### EXERCISE DETAILS
Rewrite everything from the line containing "panel in the photo above" down to the line containing "column 80, row 135" as a numbered list, with both end lines included and blank lines left out.

### ENTRIES PROVIDED
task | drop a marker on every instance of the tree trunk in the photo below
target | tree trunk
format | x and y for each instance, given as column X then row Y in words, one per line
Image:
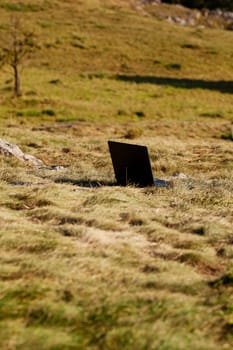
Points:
column 17, row 90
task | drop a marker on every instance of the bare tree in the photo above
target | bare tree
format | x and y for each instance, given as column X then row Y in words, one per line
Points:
column 16, row 45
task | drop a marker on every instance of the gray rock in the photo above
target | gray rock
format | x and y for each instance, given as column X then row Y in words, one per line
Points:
column 10, row 149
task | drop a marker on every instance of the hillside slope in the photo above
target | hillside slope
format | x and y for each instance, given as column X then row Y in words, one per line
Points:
column 84, row 263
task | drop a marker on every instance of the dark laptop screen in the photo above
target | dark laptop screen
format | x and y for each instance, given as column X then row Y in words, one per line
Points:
column 131, row 164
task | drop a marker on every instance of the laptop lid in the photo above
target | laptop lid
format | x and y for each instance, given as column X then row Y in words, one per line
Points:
column 131, row 164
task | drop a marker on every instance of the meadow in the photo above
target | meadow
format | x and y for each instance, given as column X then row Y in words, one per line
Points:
column 84, row 263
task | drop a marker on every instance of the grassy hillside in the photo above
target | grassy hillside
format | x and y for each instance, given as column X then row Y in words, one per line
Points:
column 86, row 264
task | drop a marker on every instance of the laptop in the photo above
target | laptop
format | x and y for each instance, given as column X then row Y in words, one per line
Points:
column 131, row 164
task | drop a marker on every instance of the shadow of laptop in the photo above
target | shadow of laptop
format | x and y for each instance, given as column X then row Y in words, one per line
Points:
column 131, row 164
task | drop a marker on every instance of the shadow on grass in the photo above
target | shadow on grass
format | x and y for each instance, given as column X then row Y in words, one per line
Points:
column 220, row 85
column 85, row 183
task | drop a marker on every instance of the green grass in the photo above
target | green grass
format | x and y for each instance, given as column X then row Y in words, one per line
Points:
column 85, row 264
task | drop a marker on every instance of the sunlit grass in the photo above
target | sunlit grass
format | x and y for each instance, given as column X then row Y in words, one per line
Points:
column 86, row 264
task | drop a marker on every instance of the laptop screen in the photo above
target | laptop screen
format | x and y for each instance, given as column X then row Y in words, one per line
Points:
column 131, row 164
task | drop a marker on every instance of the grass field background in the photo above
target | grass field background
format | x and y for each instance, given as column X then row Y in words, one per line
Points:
column 86, row 264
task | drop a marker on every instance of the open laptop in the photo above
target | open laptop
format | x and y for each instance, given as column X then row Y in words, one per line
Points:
column 131, row 164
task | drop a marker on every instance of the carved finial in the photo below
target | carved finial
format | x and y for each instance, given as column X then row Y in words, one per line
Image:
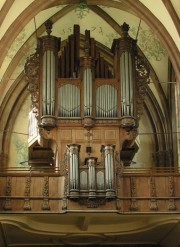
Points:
column 48, row 25
column 125, row 29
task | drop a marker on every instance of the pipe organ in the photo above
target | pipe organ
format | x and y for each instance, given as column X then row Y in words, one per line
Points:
column 86, row 97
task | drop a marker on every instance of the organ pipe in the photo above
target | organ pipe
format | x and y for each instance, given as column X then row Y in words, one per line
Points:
column 91, row 163
column 73, row 154
column 108, row 152
column 49, row 46
column 125, row 53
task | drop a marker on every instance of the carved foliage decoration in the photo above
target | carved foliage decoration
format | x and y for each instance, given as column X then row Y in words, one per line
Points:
column 32, row 76
column 142, row 79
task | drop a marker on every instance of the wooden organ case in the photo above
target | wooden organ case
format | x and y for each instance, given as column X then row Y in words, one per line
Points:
column 86, row 106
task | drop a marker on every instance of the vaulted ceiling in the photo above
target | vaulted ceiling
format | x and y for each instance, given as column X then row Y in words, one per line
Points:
column 155, row 25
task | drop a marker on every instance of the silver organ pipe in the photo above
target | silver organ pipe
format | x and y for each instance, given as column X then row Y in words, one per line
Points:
column 109, row 168
column 91, row 163
column 69, row 101
column 48, row 46
column 106, row 101
column 73, row 151
column 48, row 83
column 87, row 79
column 126, row 84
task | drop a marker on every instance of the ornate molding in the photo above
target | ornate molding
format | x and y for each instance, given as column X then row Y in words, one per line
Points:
column 92, row 202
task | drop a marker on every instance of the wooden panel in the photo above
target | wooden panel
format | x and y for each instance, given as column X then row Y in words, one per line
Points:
column 110, row 134
column 97, row 135
column 65, row 135
column 80, row 135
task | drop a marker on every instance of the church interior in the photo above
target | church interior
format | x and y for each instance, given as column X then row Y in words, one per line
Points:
column 90, row 123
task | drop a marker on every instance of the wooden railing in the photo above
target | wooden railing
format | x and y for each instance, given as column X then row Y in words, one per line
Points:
column 138, row 191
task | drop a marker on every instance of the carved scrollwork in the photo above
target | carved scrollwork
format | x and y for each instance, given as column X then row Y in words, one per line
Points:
column 32, row 77
column 142, row 79
column 92, row 203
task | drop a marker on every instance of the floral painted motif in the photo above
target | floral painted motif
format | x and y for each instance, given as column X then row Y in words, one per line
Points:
column 149, row 44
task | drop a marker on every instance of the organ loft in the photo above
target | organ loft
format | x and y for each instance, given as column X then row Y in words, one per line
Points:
column 86, row 107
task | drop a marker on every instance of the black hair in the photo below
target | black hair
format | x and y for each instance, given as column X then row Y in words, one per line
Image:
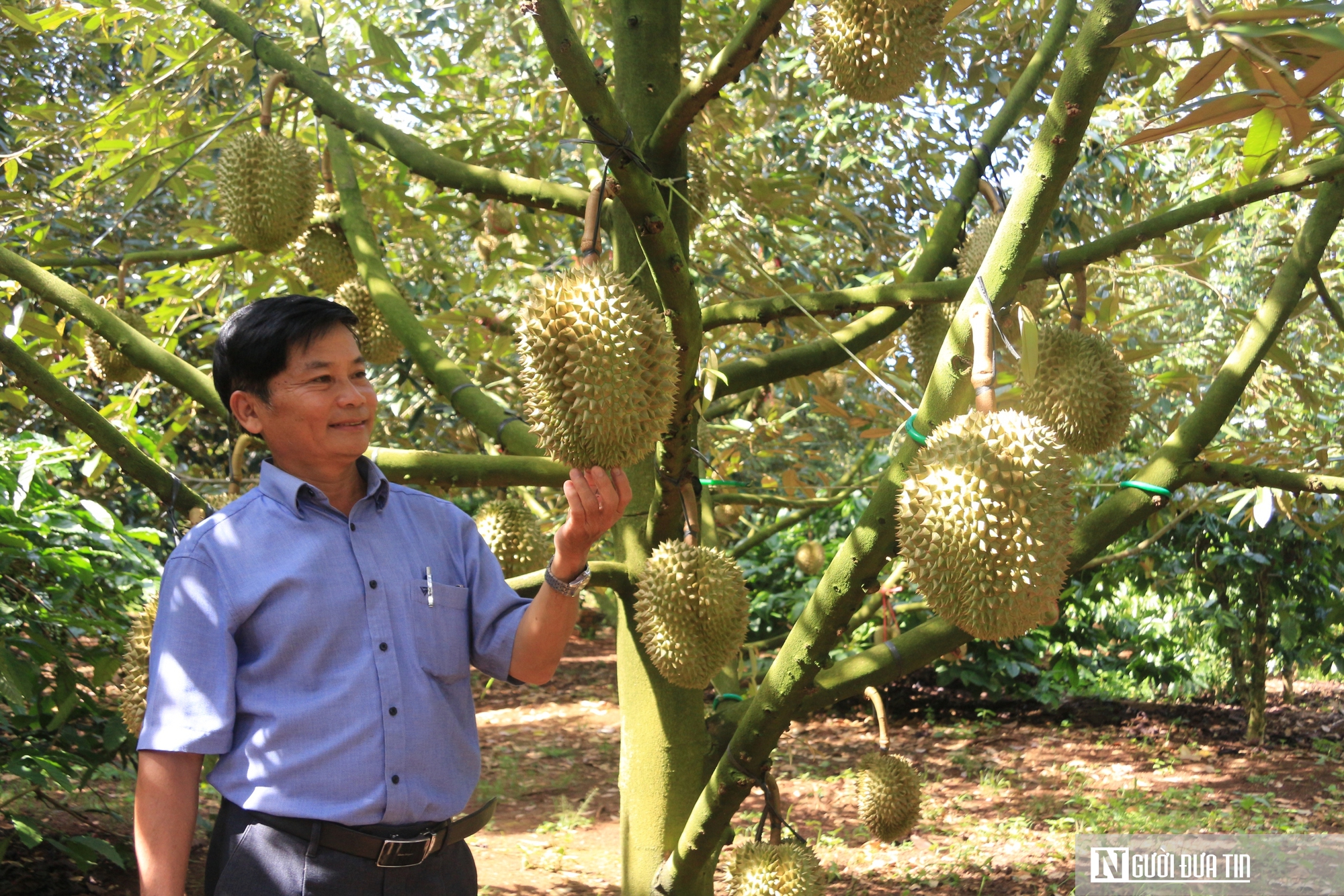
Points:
column 255, row 343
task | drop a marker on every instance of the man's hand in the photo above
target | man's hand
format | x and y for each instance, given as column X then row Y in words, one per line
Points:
column 597, row 502
column 166, row 820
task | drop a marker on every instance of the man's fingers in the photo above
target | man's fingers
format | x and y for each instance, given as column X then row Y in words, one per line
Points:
column 583, row 498
column 605, row 490
column 623, row 488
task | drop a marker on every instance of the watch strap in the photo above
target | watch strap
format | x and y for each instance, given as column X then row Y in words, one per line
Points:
column 568, row 589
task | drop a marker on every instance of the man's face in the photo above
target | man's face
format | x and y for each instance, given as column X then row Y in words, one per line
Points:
column 322, row 405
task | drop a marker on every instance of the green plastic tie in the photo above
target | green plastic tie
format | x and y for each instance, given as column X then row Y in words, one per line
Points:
column 1146, row 487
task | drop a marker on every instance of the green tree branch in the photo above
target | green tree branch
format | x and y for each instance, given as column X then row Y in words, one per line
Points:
column 135, row 463
column 144, row 256
column 853, row 573
column 467, row 471
column 1247, row 476
column 138, row 347
column 939, row 251
column 728, row 65
column 759, row 311
column 1130, row 507
column 411, row 151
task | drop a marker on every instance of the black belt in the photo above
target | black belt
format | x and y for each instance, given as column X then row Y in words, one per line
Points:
column 398, row 852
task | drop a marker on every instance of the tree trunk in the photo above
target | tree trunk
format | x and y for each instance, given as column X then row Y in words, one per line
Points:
column 1259, row 658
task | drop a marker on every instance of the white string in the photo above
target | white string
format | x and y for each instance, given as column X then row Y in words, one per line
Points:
column 787, row 295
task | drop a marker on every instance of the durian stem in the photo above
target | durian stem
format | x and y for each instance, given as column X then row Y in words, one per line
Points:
column 881, row 713
column 139, row 349
column 940, row 249
column 983, row 374
column 236, row 463
column 268, row 97
column 991, row 194
column 1130, row 507
column 122, row 284
column 591, row 248
column 132, row 461
column 1080, row 310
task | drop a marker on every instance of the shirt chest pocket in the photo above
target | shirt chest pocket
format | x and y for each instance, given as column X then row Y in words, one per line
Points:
column 440, row 631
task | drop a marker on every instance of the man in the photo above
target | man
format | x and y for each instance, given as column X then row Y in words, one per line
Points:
column 318, row 635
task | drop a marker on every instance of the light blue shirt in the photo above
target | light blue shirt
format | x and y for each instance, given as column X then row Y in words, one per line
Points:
column 302, row 647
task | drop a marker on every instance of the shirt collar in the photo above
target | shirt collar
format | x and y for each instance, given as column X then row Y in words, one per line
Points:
column 291, row 491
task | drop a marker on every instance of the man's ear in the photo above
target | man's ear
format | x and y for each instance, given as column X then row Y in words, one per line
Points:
column 247, row 408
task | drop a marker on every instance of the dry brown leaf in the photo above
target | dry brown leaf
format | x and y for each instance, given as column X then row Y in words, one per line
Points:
column 1216, row 112
column 1205, row 76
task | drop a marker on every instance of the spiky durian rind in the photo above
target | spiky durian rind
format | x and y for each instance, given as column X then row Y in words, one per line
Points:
column 135, row 668
column 984, row 522
column 597, row 370
column 1083, row 390
column 691, row 612
column 889, row 797
column 325, row 257
column 514, row 537
column 376, row 338
column 268, row 185
column 108, row 363
column 811, row 558
column 769, row 870
column 877, row 50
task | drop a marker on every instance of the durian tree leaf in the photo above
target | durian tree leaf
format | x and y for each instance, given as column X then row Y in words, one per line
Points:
column 1263, row 143
column 1213, row 112
column 1323, row 73
column 1329, row 36
column 1206, row 73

### RESPONSE TO THE EXERCISE
1. task | drop a marker on every instance of the wooden panel in the photo above
2. target | wooden panel
3. format | x and y for each instance, given as column X then row Y in words, one per line
4. Points:
5. column 110, row 134
6. column 97, row 135
7. column 65, row 135
8. column 80, row 135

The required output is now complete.